▸ What is expected: Copy out all the lines exactly. Omit pictures.

▸ Information provided:
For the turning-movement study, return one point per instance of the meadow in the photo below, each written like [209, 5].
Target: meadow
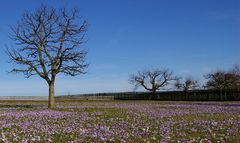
[119, 121]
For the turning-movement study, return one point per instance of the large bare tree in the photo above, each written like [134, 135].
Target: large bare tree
[152, 80]
[49, 42]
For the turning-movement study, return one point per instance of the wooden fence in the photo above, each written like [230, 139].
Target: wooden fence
[193, 95]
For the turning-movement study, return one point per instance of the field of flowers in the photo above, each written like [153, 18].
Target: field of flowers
[125, 121]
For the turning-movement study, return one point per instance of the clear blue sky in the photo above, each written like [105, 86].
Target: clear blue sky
[191, 37]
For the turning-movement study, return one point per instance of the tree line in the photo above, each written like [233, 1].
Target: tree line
[157, 79]
[49, 42]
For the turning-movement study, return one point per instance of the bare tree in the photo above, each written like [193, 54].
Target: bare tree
[48, 42]
[152, 80]
[186, 84]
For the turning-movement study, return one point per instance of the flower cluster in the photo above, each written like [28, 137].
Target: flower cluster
[123, 122]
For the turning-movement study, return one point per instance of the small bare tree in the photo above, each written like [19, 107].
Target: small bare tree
[222, 80]
[186, 85]
[48, 42]
[152, 80]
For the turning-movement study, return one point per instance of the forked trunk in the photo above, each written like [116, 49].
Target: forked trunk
[51, 100]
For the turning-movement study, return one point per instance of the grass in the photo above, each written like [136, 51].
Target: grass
[119, 121]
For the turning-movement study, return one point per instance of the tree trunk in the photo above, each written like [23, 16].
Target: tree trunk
[51, 100]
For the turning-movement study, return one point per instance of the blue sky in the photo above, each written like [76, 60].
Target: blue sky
[190, 37]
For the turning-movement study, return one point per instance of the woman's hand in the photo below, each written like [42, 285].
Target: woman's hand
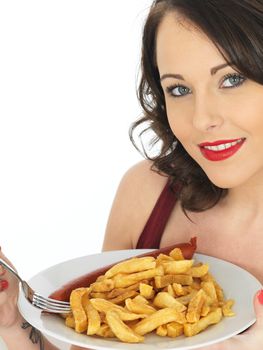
[252, 338]
[8, 297]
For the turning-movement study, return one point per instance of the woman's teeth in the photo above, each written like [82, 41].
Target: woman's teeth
[223, 146]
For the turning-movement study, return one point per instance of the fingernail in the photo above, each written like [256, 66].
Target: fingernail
[4, 284]
[260, 297]
[2, 270]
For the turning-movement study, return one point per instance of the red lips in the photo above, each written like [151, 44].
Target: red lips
[216, 143]
[218, 155]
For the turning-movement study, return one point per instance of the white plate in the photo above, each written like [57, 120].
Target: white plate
[236, 282]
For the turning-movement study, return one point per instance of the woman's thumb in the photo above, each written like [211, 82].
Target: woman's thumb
[258, 306]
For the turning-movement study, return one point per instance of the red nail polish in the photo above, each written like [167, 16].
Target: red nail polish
[4, 284]
[260, 296]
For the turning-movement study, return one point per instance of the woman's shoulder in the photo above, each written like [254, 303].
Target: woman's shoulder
[136, 196]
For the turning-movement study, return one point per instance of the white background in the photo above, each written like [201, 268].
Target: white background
[68, 77]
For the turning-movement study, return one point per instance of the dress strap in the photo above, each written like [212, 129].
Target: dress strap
[154, 227]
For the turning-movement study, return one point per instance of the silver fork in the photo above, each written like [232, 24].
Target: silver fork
[43, 303]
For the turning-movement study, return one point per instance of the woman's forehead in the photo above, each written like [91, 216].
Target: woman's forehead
[180, 43]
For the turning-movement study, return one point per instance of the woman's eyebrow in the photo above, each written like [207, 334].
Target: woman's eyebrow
[179, 76]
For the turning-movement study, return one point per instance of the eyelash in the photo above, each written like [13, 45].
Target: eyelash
[170, 89]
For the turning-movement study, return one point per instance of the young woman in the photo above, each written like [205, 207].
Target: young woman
[201, 91]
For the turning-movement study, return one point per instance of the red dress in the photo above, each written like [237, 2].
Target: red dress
[154, 227]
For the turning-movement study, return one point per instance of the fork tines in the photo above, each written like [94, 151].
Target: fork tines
[50, 305]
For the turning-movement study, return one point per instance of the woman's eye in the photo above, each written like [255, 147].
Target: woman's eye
[177, 90]
[233, 80]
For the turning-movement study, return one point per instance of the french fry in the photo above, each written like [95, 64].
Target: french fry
[159, 318]
[121, 330]
[210, 290]
[79, 314]
[131, 266]
[162, 330]
[105, 285]
[105, 331]
[69, 321]
[93, 317]
[175, 329]
[163, 300]
[177, 267]
[226, 308]
[176, 254]
[191, 329]
[169, 295]
[146, 290]
[102, 305]
[122, 281]
[195, 307]
[120, 298]
[164, 281]
[139, 307]
[199, 271]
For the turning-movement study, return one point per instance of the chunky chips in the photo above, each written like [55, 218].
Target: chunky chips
[168, 295]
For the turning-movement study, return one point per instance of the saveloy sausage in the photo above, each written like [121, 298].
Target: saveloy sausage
[63, 293]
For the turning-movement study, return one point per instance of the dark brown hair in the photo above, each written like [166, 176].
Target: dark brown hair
[236, 29]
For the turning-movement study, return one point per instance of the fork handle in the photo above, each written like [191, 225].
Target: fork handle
[9, 268]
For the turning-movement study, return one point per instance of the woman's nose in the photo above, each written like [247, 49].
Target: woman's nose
[207, 115]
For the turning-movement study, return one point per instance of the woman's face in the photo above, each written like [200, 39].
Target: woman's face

▸ Result of the task:
For the turning-movement study, return one point per instance of the meadow in the photo below, each written like [209, 5].
Target: meadow
[119, 121]
For the turning-movement study, return one point per instance of the large bare tree in the photo above, each written like [134, 135].
Target: large bare tree
[152, 80]
[49, 42]
For the turning-movement study, return one point per instance of the wooden fence in the photo above, each written like [230, 139].
Target: wooden fence
[193, 95]
For the turning-movement study, return one point per instance of the field of flowers in the photo above, each written like [153, 18].
Target: field of flowers
[125, 121]
For the turning-movement study, return one point per instance of the clear blue sky in the photo above, each written like [105, 86].
Target: clear blue sky
[191, 37]
For the turning-movement study, return one point per instance of the tree line in the photo above, each written like [233, 1].
Target: tree line
[157, 79]
[49, 42]
For the turning-movement study, return one point per instance of the bare tree in the photo above, each written like [193, 54].
Target: bare tree
[48, 42]
[152, 80]
[186, 84]
For the turning-movement study, return one point per instance of the flower cluster in the photo above, each written like [28, 137].
Target: flower cluster
[123, 122]
For the turning-movement study, return one point per instance of the small bare tree in the photo above, each written like [19, 107].
Target: small bare tree
[222, 80]
[186, 85]
[48, 42]
[152, 80]
For the turning-movement study, return one point per instance of the forked trunk in the photo above, each written like [116, 49].
Target: forked trunk
[51, 100]
For the turning-movement study, return one point per instance of the grass in the photo above, each written like [136, 51].
Target: grass
[119, 121]
For the turning-movement study, return one point per instance of the tree trunk in the photo above, each written like [23, 16].
Target: tree trunk
[51, 100]
For the turning-movement study, return one point per instance of the blue sky in the photo above, each written like [76, 60].
Target: blue sky
[190, 37]
For the turning-movement study, return one point per instance of the woman's hand in the photo below, each written like [42, 285].
Target: woman's hand
[252, 338]
[8, 297]
For the turning-movement study, return one point per instance of the woman's teeth in the photo above, each written like [82, 41].
Target: woman's teeth
[223, 146]
For the turning-movement study, return one point per instance of the fingernail in the photo above, each written like [256, 66].
Target: fingernail
[4, 284]
[260, 297]
[2, 270]
For the turning-movement study, return one point per instance of the red lips in the photo above, each written like [151, 44].
Target: red lips
[216, 143]
[218, 155]
For the turning-movement study, return one point per instance of the white plate in the photo above, each written like [57, 120].
Target: white plate
[236, 282]
For the turning-movement study, return one point per instance of the woman's thumb in the photo above, each written like [211, 82].
Target: woman's thumb
[258, 306]
For the turning-movement study, return one point per instance of the red nail polish in the photo above, each written like [167, 16].
Target: red nail polish
[4, 284]
[260, 296]
For the turning-movement study, return one point per instance of the woman's shoulder in the photo above, each written like [254, 303].
Target: woman's shoulder
[136, 196]
For the turning-movement study, return one point per instance of the white background in the photo above, each written like [201, 268].
Target: white background
[68, 77]
For the turning-movement study, return one point per instance of the dress strap in the photo above, each written like [212, 129].
Target: dress strap
[154, 227]
For the turning-movement study, return one point per instance of the silver fork in the photo above, each written like [232, 24].
Target: silver fork
[43, 303]
For the turning-movement study, return one point per instance of the woman's forehead in the photo above, each written like [91, 216].
Target: woman's forehead
[180, 43]
For the turning-movement study, return one point per instance of the woman's eyebrow in the photo above, each written like [207, 334].
Target: woman's eyebrow
[179, 76]
For the turning-movement study, return one point per instance of the eyelash in the photo above, each written like [13, 45].
Target: eyelash
[170, 89]
For the turning-movement study, return one point per instance of the young woman in the photo above, each written like [205, 207].
Target: young woman
[201, 91]
For the turning-movement study, return one point per instance of the red dress in the photo above, each written like [237, 2].
Target: red dress
[154, 227]
For the turning-movement study, return one point per instance of the fork tines in the photo above, each written like [94, 151].
Target: fork tines
[50, 305]
For the turning-movement study, return one point per instance of the woman's eye in the photo above, each written like [255, 147].
Target: woman's eye
[177, 90]
[233, 80]
For the turning-movement study, return one point per instance of the french fry in the photo above, each written like [95, 64].
Target: french fry
[159, 318]
[121, 330]
[210, 290]
[79, 314]
[131, 266]
[162, 330]
[105, 285]
[105, 331]
[69, 321]
[93, 317]
[175, 329]
[163, 300]
[177, 267]
[226, 308]
[176, 254]
[191, 329]
[169, 295]
[146, 290]
[102, 305]
[122, 281]
[195, 307]
[120, 298]
[164, 281]
[139, 307]
[199, 271]
For the turning-movement study, return one point per instance of the chunky chips in the photo above, each written like [55, 218].
Target: chunky chips
[168, 295]
For the turning-movement study, return one point per instance of the saveloy sausage in the photo above, each written like [121, 298].
Target: saveloy sausage
[63, 293]
For the turning-movement study, return one point per instance of the dark brown hair in the photo above, each written like [166, 176].
Target: dark brown hair
[236, 29]
For the turning-movement study, return one point per instance of the fork handle in the photo above, each written like [191, 225].
Target: fork handle
[9, 268]
For the turning-movement study, return one point per instance of the woman's nose in the photo above, each written like [247, 49].
Target: woman's nose
[207, 115]
For the turning-movement study, return one point per instance of the woman's face in the photo above, each written like [200, 39].
Target: woman's face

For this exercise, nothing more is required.